Extracted data:
-- -- --

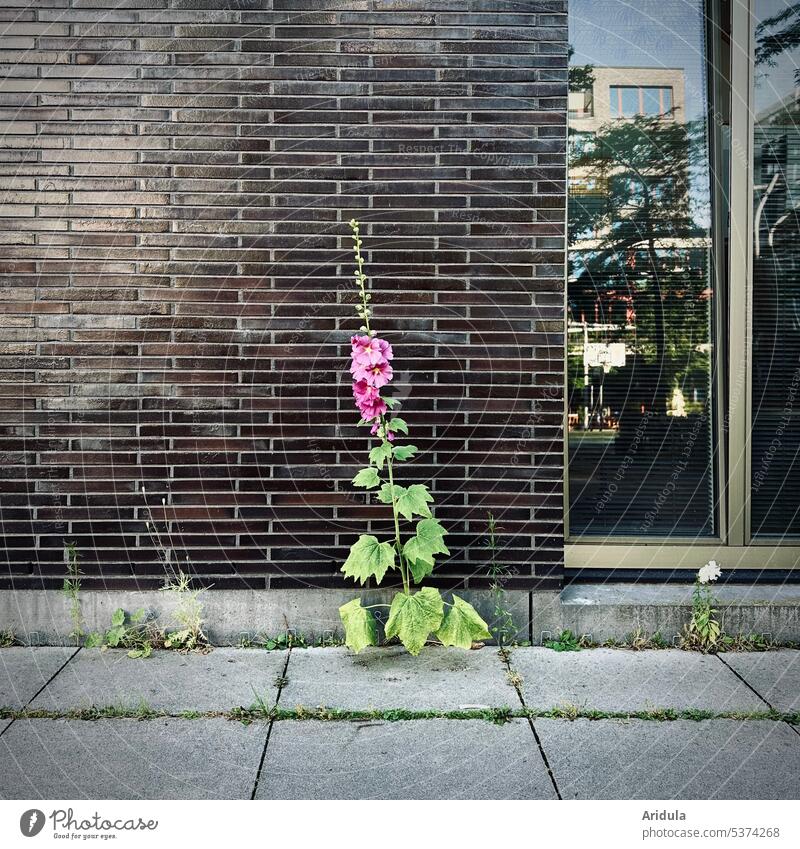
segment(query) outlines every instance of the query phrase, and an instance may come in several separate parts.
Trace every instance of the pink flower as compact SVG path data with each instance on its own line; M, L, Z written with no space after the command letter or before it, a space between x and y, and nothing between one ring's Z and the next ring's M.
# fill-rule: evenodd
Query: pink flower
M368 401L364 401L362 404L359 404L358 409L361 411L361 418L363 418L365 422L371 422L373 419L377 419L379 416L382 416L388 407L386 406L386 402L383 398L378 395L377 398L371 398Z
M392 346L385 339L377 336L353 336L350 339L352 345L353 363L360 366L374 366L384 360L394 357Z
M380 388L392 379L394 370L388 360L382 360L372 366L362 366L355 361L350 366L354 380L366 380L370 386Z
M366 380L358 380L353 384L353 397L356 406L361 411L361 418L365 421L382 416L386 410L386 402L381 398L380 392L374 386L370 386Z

-- -- --

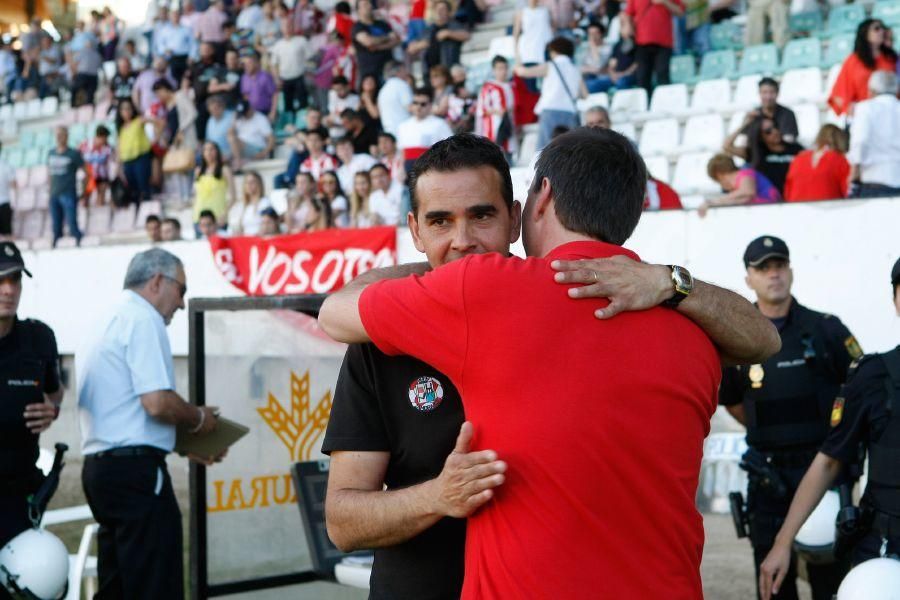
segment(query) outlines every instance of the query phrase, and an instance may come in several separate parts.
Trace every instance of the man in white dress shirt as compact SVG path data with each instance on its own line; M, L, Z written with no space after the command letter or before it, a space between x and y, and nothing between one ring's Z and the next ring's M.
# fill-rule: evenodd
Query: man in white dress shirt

-- -- --

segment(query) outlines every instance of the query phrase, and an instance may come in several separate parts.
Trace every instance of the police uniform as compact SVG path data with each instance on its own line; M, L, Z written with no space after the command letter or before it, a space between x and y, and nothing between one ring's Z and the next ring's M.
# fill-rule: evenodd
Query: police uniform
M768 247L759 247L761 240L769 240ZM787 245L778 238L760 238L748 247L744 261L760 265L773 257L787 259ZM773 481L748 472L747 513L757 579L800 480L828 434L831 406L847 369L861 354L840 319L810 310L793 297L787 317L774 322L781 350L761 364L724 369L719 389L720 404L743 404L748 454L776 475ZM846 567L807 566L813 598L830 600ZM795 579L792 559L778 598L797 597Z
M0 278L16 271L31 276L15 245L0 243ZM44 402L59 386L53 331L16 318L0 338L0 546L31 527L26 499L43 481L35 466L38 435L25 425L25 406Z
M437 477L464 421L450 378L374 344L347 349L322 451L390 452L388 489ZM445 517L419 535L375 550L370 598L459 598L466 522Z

-- -- --

Exercise brief: Pull every line containing the word "Trace" out of the listing.

Task answer:
Trace every instance of the pink flower as compact SVG path data with each instance on its own line; M, L, Z written with no space after the command letter or before it, a space between x and y, and nothing between one ring's Z and the next ring's M.
Trace every instance of the man in white dress shirt as compact SVG path data with each instance on its own line; M, L, Z written with no space after the command letter or before it, a space between x and y, and nothing between one ring's Z and the next ring's M.
Trace every instance of the police uniform as compact SVG path data with each instance on its own line; M, L, Z written with no space after the command letter or before it, a space between x and y, and nothing between one ring's Z and the next ring's M.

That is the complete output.